Written task: Count the rows below that contain the string "coral", matching case exactly, and return only the count.

Provided data:
---*---
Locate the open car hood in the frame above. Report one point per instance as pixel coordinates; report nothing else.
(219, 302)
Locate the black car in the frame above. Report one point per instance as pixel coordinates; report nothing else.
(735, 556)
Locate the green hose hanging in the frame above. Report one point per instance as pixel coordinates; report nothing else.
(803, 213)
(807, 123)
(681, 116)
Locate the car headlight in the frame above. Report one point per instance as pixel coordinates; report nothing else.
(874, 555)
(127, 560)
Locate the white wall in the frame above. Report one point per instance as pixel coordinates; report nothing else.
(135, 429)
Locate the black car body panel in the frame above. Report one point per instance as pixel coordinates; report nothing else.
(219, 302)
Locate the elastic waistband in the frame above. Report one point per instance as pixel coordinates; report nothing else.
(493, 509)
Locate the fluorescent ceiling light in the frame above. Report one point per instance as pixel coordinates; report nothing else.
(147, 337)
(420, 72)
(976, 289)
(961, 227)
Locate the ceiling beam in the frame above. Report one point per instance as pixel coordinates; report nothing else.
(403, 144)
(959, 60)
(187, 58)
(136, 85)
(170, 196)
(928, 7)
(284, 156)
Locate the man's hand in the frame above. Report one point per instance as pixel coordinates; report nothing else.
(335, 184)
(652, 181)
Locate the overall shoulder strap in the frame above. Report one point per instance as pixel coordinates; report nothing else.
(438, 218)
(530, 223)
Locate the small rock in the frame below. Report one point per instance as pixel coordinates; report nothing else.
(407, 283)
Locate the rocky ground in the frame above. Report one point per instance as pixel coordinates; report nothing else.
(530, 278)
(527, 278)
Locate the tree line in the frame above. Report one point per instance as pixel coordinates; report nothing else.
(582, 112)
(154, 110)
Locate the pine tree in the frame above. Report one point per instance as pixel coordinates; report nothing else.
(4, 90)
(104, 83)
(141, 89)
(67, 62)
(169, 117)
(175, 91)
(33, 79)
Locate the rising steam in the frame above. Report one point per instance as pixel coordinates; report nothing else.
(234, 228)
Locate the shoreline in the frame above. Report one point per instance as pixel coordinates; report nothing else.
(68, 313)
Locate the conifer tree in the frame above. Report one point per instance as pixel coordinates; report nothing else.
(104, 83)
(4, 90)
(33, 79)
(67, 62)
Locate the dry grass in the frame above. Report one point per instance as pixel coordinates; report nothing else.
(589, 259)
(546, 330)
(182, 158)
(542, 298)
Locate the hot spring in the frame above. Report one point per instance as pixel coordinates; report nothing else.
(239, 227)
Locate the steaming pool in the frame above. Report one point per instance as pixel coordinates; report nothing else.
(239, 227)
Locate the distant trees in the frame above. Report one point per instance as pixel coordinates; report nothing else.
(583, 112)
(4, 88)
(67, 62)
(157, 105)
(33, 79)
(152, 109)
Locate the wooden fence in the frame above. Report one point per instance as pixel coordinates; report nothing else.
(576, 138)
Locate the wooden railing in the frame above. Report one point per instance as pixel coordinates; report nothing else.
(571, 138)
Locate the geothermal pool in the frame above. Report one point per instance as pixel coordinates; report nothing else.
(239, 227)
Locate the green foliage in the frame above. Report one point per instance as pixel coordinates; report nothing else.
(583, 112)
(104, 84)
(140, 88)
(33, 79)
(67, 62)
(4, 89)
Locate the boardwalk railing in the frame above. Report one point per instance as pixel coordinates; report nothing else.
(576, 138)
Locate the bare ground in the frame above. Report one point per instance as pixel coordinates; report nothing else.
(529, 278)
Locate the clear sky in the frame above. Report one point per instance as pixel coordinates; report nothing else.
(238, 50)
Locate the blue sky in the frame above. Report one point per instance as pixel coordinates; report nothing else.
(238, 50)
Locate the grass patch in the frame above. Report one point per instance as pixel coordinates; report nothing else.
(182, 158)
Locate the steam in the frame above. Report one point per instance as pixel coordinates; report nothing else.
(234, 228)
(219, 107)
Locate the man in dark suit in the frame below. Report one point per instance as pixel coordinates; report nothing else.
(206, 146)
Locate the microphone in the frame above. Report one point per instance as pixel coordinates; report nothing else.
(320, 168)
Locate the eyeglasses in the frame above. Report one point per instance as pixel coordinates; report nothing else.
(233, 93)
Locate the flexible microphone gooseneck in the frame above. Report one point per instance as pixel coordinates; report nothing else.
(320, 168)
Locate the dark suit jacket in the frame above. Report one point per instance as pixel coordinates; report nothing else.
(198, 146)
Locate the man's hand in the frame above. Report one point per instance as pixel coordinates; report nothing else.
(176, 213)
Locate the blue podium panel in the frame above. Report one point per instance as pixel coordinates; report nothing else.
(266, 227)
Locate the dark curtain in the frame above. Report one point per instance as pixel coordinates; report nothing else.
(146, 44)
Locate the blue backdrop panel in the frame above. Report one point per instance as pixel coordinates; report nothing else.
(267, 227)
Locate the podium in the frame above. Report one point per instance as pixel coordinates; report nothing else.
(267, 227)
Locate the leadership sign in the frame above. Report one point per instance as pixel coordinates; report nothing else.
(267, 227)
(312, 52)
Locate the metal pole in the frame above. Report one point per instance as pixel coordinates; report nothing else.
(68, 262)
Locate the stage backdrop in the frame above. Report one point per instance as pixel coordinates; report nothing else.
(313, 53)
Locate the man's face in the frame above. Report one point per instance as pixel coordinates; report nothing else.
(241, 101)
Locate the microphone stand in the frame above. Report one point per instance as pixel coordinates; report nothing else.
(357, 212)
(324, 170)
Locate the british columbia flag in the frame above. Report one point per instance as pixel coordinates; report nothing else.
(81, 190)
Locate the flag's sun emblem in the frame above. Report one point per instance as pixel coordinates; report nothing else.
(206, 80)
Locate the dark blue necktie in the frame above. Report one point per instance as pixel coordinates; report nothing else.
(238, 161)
---*---
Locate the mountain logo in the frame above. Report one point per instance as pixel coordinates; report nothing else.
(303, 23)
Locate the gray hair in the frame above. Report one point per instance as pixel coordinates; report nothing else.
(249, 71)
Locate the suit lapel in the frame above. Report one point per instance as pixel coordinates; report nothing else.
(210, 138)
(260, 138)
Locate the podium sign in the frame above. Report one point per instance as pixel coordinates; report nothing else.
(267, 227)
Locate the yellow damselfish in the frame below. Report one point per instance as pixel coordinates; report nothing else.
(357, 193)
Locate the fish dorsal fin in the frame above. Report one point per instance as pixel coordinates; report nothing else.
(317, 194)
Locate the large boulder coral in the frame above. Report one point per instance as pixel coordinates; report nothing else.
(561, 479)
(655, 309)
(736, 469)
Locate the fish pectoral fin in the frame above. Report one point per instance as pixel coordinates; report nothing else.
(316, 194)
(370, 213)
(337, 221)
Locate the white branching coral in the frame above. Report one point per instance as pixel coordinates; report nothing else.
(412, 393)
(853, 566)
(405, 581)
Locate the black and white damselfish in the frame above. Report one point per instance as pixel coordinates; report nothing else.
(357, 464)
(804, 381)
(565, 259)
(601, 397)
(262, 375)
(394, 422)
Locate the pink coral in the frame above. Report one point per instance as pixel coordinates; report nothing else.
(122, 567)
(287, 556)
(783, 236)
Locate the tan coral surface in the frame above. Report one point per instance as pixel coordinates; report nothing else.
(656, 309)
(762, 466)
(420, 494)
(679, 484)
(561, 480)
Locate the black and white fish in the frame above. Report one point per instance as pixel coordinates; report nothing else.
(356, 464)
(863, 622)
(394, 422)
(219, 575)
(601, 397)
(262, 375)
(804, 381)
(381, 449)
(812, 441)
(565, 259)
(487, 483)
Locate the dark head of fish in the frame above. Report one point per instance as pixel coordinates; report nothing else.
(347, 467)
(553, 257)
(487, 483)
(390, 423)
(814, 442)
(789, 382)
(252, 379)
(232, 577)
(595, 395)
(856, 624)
---*---
Solution for this problem: 4